## WHAT THE TASK ASKS
Recast the lines of the items below, from the line containing "Locate the denim jacket cuff" down through the line containing "(1068, 622)", as a JSON list of strings. Give one string per line and leave out any blank lines.

----

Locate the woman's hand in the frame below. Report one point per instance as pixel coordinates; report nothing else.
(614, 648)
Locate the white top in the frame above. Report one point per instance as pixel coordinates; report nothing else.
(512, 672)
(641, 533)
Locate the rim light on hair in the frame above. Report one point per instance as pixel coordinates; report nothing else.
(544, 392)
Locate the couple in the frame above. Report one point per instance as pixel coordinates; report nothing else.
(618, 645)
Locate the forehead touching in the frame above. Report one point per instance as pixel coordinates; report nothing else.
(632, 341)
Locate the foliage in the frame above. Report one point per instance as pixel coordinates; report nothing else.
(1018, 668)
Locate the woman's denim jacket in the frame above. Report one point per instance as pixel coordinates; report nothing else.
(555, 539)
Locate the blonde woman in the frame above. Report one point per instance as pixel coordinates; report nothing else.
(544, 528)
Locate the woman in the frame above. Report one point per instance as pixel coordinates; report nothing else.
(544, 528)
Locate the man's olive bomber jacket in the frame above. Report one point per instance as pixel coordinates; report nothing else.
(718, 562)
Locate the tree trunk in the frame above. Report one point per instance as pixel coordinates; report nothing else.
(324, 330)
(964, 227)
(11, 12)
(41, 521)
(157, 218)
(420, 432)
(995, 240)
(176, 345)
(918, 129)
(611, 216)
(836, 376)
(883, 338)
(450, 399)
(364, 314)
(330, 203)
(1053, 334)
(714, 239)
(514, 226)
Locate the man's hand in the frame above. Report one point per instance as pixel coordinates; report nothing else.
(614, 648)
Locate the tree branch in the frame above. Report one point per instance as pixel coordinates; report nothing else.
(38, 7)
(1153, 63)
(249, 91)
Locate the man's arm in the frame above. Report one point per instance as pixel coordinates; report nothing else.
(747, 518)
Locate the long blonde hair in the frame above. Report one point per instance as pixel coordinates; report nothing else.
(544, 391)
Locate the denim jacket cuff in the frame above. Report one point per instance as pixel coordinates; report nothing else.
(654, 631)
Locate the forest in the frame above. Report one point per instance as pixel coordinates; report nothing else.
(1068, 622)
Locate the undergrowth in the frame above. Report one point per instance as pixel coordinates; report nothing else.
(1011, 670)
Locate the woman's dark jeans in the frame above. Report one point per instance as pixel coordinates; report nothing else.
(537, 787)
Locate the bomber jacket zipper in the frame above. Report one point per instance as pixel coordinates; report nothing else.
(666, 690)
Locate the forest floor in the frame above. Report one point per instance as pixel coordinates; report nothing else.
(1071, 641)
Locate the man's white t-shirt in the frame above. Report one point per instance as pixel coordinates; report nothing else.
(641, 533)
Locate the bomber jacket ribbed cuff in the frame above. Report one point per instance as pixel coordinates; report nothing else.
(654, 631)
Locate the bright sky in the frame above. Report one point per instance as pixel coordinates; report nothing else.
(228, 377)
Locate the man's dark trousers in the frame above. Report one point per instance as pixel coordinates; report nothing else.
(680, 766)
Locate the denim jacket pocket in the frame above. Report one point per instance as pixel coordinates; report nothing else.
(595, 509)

----

## SOLUTION TO THIS TASK
[
  "Locate the denim jacket cuff in the frame above. Report one point per instance as pixel coordinates; report nothing else.",
  "(654, 631)",
  "Locate the forest in the frame above. Report one point per instance as pixel coordinates; report nothing else.",
  "(1068, 622)"
]